Whenever a line below mentions the word "cloud", that line should be copied.

__Dataset records__
--- START ---
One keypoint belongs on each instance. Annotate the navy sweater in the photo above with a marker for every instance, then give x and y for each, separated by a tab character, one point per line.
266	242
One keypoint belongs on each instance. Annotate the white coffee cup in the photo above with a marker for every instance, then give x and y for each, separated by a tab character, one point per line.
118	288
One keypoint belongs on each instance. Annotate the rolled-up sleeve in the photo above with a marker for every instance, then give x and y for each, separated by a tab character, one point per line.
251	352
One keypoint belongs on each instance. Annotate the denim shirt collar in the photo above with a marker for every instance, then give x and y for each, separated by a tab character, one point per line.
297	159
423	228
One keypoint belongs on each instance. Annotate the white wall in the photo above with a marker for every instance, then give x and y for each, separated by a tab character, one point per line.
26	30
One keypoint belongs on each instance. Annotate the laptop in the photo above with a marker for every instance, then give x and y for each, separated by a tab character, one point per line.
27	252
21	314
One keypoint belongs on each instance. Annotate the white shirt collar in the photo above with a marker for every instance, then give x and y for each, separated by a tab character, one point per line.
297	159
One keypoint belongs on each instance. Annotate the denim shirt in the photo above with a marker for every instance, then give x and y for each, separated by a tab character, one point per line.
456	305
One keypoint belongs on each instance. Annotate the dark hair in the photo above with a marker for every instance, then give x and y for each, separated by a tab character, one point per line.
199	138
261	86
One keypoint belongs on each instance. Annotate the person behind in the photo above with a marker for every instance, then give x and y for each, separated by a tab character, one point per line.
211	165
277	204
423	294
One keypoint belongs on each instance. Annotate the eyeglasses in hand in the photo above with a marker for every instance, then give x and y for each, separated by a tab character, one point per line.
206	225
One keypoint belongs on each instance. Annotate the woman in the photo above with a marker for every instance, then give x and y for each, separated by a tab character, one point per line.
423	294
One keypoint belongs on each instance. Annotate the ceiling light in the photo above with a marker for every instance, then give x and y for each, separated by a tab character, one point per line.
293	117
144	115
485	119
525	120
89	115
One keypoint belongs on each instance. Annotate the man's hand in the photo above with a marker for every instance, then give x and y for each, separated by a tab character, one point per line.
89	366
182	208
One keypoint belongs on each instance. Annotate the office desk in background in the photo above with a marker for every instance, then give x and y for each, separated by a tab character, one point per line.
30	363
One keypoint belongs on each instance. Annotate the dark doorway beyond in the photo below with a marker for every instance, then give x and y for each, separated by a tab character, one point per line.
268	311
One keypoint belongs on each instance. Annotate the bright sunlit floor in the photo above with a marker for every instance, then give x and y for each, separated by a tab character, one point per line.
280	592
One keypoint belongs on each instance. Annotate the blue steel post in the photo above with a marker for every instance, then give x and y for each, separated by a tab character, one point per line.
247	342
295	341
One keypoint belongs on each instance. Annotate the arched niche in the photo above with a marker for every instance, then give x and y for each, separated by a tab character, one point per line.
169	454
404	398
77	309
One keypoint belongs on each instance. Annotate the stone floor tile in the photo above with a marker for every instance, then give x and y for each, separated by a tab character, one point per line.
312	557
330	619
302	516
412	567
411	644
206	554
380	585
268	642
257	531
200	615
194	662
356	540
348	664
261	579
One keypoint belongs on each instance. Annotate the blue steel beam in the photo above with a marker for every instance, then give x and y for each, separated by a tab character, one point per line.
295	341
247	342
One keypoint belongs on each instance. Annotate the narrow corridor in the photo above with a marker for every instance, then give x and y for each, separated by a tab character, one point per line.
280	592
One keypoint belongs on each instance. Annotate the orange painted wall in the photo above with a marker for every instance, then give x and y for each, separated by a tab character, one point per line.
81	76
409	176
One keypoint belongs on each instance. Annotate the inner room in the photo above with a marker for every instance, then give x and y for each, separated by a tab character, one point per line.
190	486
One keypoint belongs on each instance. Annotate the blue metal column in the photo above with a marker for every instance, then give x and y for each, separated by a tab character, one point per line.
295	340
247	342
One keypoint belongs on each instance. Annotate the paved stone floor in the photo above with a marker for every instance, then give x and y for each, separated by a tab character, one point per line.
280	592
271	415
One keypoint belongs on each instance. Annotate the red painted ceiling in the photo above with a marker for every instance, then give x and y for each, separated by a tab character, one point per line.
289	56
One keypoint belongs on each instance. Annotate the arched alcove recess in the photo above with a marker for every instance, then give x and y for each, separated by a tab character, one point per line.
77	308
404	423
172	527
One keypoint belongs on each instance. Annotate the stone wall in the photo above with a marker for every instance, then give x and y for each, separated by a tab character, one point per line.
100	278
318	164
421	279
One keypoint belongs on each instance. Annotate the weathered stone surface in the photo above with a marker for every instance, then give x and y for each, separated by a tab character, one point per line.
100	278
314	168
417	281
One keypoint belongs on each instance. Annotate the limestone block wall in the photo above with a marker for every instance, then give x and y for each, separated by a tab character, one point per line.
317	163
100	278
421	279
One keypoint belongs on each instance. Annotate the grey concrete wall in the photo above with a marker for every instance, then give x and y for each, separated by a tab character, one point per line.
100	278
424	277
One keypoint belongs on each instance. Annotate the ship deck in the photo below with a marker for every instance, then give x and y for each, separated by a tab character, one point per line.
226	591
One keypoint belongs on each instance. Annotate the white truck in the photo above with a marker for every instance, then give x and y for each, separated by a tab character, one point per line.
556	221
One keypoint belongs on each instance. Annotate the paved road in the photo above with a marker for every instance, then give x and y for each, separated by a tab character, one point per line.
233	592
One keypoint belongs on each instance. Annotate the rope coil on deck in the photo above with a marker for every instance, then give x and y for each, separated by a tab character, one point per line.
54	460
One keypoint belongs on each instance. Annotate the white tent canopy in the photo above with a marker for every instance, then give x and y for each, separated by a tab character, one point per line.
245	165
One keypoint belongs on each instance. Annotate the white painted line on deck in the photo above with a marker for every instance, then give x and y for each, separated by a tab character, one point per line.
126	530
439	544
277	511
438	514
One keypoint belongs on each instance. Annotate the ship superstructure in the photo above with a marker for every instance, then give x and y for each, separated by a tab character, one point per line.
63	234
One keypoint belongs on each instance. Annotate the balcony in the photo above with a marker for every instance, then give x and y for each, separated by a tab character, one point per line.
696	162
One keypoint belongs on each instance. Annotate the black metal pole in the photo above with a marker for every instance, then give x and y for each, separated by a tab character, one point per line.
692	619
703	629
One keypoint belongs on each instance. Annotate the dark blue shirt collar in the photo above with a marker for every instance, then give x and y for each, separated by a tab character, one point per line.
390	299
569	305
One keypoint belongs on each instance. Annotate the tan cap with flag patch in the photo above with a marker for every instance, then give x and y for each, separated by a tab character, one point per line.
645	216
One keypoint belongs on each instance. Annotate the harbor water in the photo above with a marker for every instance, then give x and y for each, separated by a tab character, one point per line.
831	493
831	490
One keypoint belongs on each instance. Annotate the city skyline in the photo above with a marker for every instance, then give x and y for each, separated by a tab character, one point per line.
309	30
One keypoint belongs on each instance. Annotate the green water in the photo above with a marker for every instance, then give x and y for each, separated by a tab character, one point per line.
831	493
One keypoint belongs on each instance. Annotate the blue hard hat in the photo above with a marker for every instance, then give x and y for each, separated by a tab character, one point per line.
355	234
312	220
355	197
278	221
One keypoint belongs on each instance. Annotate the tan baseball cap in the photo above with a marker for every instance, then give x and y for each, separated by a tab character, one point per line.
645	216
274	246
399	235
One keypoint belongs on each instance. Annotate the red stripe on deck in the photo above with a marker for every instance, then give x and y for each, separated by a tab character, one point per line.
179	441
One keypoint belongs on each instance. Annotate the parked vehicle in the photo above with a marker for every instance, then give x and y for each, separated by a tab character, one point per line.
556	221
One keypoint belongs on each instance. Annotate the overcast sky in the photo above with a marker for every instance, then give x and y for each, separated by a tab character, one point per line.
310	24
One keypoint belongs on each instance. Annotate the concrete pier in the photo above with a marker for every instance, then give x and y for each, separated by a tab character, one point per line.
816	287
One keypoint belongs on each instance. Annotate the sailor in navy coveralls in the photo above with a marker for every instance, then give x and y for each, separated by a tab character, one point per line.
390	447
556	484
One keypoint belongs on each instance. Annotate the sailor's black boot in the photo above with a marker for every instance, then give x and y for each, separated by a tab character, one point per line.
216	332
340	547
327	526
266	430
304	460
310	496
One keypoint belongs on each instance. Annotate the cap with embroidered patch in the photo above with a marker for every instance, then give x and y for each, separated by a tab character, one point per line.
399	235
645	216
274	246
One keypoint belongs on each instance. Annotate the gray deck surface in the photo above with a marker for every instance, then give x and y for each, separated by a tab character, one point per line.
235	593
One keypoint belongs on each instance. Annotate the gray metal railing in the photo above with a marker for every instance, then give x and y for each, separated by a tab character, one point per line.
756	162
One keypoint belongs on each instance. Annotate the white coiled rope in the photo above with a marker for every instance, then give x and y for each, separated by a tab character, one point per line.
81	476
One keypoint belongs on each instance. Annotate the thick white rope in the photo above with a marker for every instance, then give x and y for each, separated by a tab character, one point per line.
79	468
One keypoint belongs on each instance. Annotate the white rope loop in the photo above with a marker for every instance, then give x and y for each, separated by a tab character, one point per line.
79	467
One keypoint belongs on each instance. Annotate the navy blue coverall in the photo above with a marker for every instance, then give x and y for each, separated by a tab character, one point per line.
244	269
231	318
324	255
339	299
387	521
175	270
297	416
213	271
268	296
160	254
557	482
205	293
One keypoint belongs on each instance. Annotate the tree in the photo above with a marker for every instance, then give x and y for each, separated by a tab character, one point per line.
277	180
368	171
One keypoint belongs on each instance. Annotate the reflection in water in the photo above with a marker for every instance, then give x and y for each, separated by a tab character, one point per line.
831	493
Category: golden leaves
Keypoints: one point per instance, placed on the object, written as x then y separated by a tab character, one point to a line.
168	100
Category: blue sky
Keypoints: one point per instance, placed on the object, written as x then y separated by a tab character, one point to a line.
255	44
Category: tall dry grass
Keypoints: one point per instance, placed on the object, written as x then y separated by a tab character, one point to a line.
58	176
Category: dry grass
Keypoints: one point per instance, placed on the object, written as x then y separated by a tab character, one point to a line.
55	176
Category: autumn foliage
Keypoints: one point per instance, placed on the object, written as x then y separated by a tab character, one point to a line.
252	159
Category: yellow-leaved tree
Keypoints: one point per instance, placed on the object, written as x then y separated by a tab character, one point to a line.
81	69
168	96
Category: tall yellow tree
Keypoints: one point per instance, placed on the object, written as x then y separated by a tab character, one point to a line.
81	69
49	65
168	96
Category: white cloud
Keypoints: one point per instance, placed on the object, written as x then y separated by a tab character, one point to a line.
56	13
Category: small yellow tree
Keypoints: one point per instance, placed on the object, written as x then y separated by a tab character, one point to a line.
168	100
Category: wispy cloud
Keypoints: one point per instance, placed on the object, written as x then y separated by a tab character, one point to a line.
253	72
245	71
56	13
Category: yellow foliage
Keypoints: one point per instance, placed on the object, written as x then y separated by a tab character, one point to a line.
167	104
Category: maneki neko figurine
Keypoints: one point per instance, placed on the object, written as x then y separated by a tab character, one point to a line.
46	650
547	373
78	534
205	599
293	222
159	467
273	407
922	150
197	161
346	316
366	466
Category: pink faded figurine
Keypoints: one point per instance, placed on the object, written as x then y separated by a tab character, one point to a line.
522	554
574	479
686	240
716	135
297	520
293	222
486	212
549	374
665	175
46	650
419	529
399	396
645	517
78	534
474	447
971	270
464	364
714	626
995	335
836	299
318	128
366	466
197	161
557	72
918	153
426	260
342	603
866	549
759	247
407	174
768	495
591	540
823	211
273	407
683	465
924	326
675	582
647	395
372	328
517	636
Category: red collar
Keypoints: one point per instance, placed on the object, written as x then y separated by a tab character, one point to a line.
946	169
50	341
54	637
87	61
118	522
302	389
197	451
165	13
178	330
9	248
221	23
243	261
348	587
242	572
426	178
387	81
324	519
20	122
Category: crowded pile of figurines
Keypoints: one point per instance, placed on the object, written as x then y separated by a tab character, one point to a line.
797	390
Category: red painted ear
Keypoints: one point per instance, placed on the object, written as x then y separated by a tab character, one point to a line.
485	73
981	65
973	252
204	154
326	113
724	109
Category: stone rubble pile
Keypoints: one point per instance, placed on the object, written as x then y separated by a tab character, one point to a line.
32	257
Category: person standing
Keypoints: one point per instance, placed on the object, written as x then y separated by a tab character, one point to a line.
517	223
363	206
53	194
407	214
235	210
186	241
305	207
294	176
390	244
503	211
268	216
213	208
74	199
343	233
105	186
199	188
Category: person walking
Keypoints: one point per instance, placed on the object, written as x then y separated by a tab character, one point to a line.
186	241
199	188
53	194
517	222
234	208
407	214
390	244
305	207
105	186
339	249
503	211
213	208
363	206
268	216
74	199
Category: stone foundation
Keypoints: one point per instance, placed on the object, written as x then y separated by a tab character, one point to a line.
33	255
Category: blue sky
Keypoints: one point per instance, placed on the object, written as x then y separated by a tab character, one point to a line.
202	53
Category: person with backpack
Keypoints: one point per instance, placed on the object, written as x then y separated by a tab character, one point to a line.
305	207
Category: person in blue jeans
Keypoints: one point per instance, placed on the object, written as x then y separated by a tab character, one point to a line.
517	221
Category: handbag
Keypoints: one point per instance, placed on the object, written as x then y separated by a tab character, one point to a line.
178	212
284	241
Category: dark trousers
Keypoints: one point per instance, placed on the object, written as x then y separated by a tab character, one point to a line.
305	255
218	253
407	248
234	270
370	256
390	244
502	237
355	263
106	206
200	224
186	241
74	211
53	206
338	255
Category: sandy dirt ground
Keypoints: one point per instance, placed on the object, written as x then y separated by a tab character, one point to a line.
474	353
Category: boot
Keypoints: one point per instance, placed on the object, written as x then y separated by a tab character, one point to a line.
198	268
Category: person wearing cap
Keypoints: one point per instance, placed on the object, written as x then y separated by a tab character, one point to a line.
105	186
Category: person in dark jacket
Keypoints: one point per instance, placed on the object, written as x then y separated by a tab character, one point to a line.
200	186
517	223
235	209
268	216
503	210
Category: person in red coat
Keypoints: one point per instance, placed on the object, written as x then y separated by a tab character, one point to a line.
--- END ---
__Output for this task__
Category: white cloud
Category: wispy cloud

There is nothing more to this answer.